# EXERCISE GOAL:
The output is the lines below from the one with "Definition of the keypoint: for every instance of the resting" through the one with "Definition of the keypoint: for every instance of the standing", both included, printed exactly and with no other line.

# GIVEN ENTRIES:
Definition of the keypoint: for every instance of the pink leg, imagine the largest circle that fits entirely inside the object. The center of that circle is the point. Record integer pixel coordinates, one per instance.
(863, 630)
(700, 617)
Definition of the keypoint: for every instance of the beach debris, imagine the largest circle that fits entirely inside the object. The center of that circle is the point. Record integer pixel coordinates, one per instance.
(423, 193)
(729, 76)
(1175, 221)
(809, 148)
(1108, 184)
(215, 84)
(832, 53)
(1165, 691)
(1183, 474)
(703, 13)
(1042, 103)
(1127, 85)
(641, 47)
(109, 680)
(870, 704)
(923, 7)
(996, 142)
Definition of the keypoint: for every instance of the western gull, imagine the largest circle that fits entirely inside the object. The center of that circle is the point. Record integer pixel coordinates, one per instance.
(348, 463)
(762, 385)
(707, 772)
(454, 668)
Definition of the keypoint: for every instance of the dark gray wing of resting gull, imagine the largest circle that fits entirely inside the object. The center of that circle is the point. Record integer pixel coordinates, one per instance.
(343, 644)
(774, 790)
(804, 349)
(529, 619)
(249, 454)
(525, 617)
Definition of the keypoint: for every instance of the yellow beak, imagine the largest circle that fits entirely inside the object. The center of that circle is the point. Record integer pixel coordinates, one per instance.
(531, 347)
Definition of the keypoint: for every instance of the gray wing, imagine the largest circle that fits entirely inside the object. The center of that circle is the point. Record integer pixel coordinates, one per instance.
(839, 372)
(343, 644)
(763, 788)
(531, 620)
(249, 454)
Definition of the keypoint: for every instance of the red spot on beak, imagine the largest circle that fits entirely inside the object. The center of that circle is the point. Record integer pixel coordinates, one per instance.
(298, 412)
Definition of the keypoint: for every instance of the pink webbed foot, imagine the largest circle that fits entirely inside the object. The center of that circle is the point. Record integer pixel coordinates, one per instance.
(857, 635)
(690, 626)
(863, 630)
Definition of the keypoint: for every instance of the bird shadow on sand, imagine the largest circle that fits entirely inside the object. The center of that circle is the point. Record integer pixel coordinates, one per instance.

==

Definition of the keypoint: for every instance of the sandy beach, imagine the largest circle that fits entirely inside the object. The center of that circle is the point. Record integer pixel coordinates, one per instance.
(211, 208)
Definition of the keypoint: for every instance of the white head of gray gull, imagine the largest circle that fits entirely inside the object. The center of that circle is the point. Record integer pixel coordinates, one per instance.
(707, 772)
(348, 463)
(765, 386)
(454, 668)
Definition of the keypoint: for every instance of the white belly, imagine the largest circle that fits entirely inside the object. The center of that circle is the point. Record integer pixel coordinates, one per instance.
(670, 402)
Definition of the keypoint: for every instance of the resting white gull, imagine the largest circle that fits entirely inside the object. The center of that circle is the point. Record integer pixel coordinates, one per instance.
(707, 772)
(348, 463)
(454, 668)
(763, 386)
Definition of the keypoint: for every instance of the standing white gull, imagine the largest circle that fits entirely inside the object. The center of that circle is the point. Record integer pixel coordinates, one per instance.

* * *

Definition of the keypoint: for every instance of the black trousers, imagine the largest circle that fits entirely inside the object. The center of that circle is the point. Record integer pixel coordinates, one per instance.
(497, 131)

# RESPONSE AREA:
Definition of the keypoint: for every instance of the resting white gull, imagine the largest circle that fits entirely inside the object. The center of that circle is the point. Record integer pixel coordinates, one per instance.
(707, 772)
(348, 463)
(454, 668)
(763, 386)
Definition of the keypoint: for every instance of the standing white gull, imagine the largest circle that fits entirely inside the object. The center of that circle is the point. Record integer pixel coordinates, one per instance.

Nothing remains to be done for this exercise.